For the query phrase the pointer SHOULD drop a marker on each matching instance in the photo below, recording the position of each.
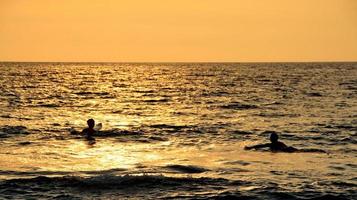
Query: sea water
(177, 130)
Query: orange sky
(178, 30)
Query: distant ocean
(177, 130)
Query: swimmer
(274, 146)
(277, 146)
(88, 132)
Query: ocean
(177, 130)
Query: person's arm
(258, 146)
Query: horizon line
(315, 61)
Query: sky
(178, 30)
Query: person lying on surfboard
(277, 146)
(89, 132)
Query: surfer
(277, 146)
(89, 132)
(274, 146)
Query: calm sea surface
(177, 130)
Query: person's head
(90, 123)
(274, 137)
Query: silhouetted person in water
(274, 146)
(88, 132)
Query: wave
(6, 131)
(187, 169)
(109, 181)
(239, 106)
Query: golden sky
(178, 30)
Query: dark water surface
(177, 130)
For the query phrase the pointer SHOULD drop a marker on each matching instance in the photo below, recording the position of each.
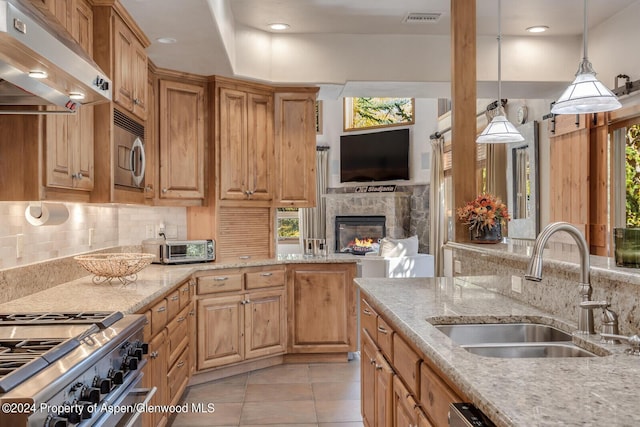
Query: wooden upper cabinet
(245, 142)
(130, 70)
(295, 133)
(181, 140)
(69, 138)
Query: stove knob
(56, 421)
(85, 412)
(104, 384)
(137, 353)
(130, 363)
(91, 394)
(117, 376)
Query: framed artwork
(369, 113)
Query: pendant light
(586, 94)
(499, 130)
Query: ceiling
(202, 50)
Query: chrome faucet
(534, 272)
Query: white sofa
(397, 258)
(419, 265)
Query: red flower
(485, 212)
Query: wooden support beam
(463, 107)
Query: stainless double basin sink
(513, 340)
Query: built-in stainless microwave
(128, 152)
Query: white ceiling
(201, 48)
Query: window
(367, 113)
(627, 180)
(288, 225)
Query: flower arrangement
(484, 213)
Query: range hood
(40, 65)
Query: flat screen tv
(379, 156)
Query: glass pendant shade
(499, 130)
(586, 94)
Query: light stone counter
(587, 391)
(153, 282)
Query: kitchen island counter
(581, 391)
(153, 282)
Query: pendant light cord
(584, 38)
(500, 57)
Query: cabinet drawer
(178, 329)
(264, 279)
(407, 363)
(220, 283)
(368, 318)
(173, 304)
(178, 377)
(384, 334)
(435, 396)
(158, 316)
(185, 294)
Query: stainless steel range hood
(32, 41)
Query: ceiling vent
(418, 17)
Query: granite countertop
(153, 282)
(564, 256)
(581, 391)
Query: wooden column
(463, 107)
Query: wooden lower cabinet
(238, 327)
(404, 405)
(321, 308)
(155, 375)
(169, 333)
(420, 395)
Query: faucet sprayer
(534, 272)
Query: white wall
(113, 225)
(426, 111)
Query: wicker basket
(108, 266)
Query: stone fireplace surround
(395, 207)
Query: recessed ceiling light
(38, 74)
(279, 26)
(538, 29)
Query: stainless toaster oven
(180, 251)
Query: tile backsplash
(112, 225)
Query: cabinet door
(265, 323)
(295, 149)
(181, 140)
(139, 84)
(384, 392)
(155, 375)
(367, 380)
(260, 155)
(220, 328)
(123, 67)
(321, 308)
(404, 405)
(232, 143)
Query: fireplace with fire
(359, 234)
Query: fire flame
(364, 243)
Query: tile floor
(303, 395)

════════════════════

» **PROMPT**: Shift every coordinate in the data above by adding 127 to each number, rewriting all lines from the line with "Query: white wall" up to and including the last line of the data. Leave every line without coordinates unchanged.

» **ANSWER FOR THIS EXERCISE**:
Query: white wall
(240, 352)
(553, 238)
Query: wicker basket
(235, 393)
Query: stone fireplace surround
(522, 334)
Query: recessed ceiling light
(165, 201)
(406, 153)
(665, 156)
Query: stainless toaster oven
(307, 378)
Query: tile backsplash
(239, 352)
Query: cabinet door
(392, 450)
(422, 276)
(308, 267)
(266, 211)
(511, 519)
(282, 502)
(494, 507)
(387, 282)
(347, 455)
(250, 194)
(448, 435)
(531, 532)
(359, 270)
Query: fireplace with fire
(486, 361)
Query: fire flame
(491, 370)
Query: tile floor
(430, 522)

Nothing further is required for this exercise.